Please rewrite all of the records below as a numbered list, leaving out blank lines.

********

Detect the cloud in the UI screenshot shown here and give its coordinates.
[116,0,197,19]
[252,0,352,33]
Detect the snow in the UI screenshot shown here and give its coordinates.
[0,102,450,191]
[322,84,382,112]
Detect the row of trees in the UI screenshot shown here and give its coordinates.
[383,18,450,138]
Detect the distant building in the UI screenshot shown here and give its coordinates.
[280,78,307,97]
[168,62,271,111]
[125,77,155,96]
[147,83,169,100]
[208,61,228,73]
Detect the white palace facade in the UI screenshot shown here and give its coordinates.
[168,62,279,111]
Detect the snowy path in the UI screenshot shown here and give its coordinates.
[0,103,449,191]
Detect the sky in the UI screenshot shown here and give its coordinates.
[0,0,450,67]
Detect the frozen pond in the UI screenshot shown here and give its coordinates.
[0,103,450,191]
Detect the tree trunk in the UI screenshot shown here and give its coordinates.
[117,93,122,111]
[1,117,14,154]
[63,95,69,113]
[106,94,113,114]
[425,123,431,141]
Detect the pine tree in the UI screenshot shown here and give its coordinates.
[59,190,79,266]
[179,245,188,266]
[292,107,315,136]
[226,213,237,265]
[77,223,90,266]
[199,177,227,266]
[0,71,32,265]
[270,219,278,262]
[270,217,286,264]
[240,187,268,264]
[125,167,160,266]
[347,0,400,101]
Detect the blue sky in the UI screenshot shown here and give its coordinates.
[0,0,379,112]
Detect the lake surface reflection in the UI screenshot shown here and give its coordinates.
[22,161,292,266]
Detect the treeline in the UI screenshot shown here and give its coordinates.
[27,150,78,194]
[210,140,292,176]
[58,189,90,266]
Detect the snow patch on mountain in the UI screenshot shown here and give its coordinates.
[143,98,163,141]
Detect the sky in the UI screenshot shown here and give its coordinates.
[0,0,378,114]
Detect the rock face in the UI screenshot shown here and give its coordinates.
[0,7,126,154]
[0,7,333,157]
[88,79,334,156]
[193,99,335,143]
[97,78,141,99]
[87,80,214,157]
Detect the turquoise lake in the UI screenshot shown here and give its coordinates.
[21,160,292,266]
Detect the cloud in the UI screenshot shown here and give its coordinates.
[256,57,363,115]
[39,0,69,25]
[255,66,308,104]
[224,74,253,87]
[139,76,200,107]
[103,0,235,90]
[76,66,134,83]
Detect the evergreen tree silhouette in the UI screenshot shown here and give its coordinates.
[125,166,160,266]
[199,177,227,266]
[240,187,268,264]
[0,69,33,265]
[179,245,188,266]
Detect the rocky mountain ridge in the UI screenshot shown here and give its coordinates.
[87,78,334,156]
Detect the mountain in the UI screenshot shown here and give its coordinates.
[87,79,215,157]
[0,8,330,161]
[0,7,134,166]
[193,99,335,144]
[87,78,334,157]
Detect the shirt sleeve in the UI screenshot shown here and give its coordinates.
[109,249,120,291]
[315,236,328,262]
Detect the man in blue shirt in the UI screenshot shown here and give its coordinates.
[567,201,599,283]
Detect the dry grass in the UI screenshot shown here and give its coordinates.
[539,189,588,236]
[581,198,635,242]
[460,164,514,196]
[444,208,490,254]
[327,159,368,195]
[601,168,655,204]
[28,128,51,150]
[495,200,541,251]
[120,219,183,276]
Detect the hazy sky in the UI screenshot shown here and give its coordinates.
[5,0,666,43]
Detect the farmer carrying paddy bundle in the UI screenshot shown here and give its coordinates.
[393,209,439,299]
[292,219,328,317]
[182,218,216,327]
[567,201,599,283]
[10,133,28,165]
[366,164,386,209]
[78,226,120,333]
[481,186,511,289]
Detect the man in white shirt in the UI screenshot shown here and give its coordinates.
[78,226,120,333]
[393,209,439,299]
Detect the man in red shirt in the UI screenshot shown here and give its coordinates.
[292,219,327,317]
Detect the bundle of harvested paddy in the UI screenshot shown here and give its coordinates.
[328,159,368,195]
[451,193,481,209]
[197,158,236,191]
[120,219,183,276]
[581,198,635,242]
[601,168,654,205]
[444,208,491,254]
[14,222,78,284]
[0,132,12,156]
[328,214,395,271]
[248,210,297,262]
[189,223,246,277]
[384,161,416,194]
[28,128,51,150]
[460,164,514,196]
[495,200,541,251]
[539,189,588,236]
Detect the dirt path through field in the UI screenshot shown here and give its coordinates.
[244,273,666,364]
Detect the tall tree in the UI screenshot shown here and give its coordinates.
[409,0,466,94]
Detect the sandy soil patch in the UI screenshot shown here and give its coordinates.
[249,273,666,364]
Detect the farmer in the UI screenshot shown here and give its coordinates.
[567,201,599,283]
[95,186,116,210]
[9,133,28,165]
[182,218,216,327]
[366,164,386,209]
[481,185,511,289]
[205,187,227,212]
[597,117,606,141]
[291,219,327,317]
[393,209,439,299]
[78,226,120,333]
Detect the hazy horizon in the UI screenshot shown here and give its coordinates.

********

*Solved problem*
1. Detect the cloud in the UI screenshot shown here and give its coordinates.
2. [116,0,197,19]
3. [252,0,352,33]
4. Detect the snow in the UI screenshot shown here and give its coordinates.
5. [0,102,450,191]
6. [322,84,382,112]
7. Detect the row of trees in the UI screenshot shown here and give its coordinates.
8. [383,18,450,138]
9. Detect the distant building in the UI screenshot shown here and give its coordinates.
10. [280,78,307,97]
11. [168,62,271,111]
12. [125,77,155,96]
13. [147,83,169,100]
14. [208,61,228,73]
15. Detect the white palace facade in the UI screenshot shown here and give its coordinates.
16. [168,62,279,111]
17. Detect the snowy path in the UI screenshot shown here and give its coordinates.
18. [0,103,449,191]
19. Detect the sky in the UI screenshot shown here and give its coordinates.
20. [0,0,450,67]
21. Detect the frozen pond in the UI screenshot shown here and give its coordinates.
22. [0,103,450,191]
23. Detect the tree trunk in the UI screenshot shown here and give its coordinates.
24. [117,93,122,111]
25. [1,117,14,154]
26. [63,95,69,113]
27. [106,94,113,114]
28. [425,123,431,141]
29. Detect the pine tree in the UI screenshot shown here and give its coordinates.
30. [59,190,79,266]
31. [179,245,188,266]
32. [292,107,315,136]
33. [226,213,237,265]
34. [77,223,90,266]
35. [199,177,227,266]
36. [0,71,32,265]
37. [270,219,278,262]
38. [270,217,286,264]
39. [240,187,268,264]
40. [125,167,160,266]
41. [347,0,400,101]
42. Detect the blue sky in the UI screenshot shown here and give its coordinates.
43. [0,0,379,112]
44. Detect the lake surface reflection in the UI screenshot shown here and give its coordinates.
45. [22,161,292,266]
46. Detect the treeline in the UI screenshot shown here and give its coordinates.
47. [27,150,78,194]
48. [210,140,292,176]
49. [58,189,90,266]
50. Detect the snow patch on mountain in the UI screenshot shown here and give its coordinates.
51. [143,98,163,141]
52. Detect the sky in the UI screenshot shown here and give its coordinates.
53. [0,0,378,114]
54. Detect the rock face in the UI screenshot shown here and give its coordinates.
55. [0,7,126,154]
56. [0,7,333,157]
57. [88,79,334,156]
58. [193,99,335,143]
59. [97,78,141,99]
60. [87,80,214,157]
61. Detect the turquoise lake in the UI screenshot shown here and give its coordinates.
62. [21,160,292,266]
63. Detect the cloud in the UI screenshot shown here and give its coordinates.
64. [256,57,363,115]
65. [39,0,69,25]
66. [255,66,308,104]
67. [224,74,253,87]
68. [139,76,200,107]
69. [103,0,235,90]
70. [76,66,134,83]
71. Detect the evergreen tree silhouette in the UI screenshot shown here and give its coordinates.
72. [125,166,160,266]
73. [199,177,227,266]
74. [240,187,268,264]
75. [0,69,33,265]
76. [179,245,188,266]
77. Detect the rocky mountain ridge in the UI screenshot shown here and give its coordinates.
78. [87,78,334,156]
79. Detect the mountain in the UI screenshot shown here and give its coordinates.
80. [87,79,215,157]
81. [0,8,330,161]
82. [0,7,134,166]
83. [193,99,335,144]
84. [87,78,334,157]
85. Detect the shirt sleeve in the UI screenshot shown here and give its coordinates.
86. [109,249,120,291]
87. [315,236,328,262]
88. Detect the man in blue shirt in the UI screenshot shown here and give its coordinates.
89. [567,201,599,283]
90. Detect the dry grass in the UI screenshot shown here and give its coordinates.
91. [539,189,588,236]
92. [581,198,635,242]
93. [460,164,514,196]
94. [444,208,490,254]
95. [327,159,368,195]
96. [601,168,655,204]
97. [28,128,51,150]
98. [495,200,541,251]
99. [120,219,183,276]
100. Detect the hazy sky in the UI screenshot shown here and give its coordinates.
101. [5,0,666,43]
102. Detect the farmer carrying paddy bundle in the UI screenshot shown here and give its coordinates.
103. [393,209,439,299]
104. [292,219,328,317]
105. [182,218,216,327]
106. [567,201,599,283]
107. [10,133,28,165]
108. [366,164,386,209]
109. [78,226,120,333]
110. [481,186,511,289]
111. Detect the man in white shirt in the UI screenshot shown here and give its coordinates.
112. [78,226,120,333]
113. [393,209,439,299]
114. Detect the man in red shirt in the UI screenshot shown here and give its coordinates.
115. [292,219,327,317]
116. Detect the bundle of harvested paddy in the UI screenshot shown here and give its coordinates.
117. [328,159,368,195]
118. [451,193,481,209]
119. [197,158,236,191]
120. [120,219,183,276]
121. [581,198,635,242]
122. [601,168,654,205]
123. [444,208,491,254]
124. [14,222,78,284]
125. [0,132,12,156]
126. [328,214,395,271]
127. [248,210,297,262]
128. [189,223,246,277]
129. [384,161,416,194]
130. [28,128,51,150]
131. [460,164,514,196]
132. [495,200,541,251]
133. [539,189,588,236]
134. Detect the dirt path through field in the UI screenshot shown here and give its coordinates.
135. [244,273,666,364]
136. Detect the tall tree in the UI screenshot shown here and give its coordinates.
137. [409,0,466,94]
138. Detect the sandy soil patch in the UI screenshot shown here and give its coordinates.
139. [249,273,666,364]
140. Detect the farmer in the UI screenshot shown here and give its coordinates.
141. [567,201,599,283]
142. [95,186,116,210]
143. [9,133,28,165]
144. [182,218,216,327]
145. [366,164,386,209]
146. [481,185,511,289]
147. [205,187,227,212]
148. [597,117,606,141]
149. [291,219,327,317]
150. [393,209,439,299]
151. [78,226,120,333]
152. Detect the hazy horizon in the UI screenshot shown here and give its coordinates.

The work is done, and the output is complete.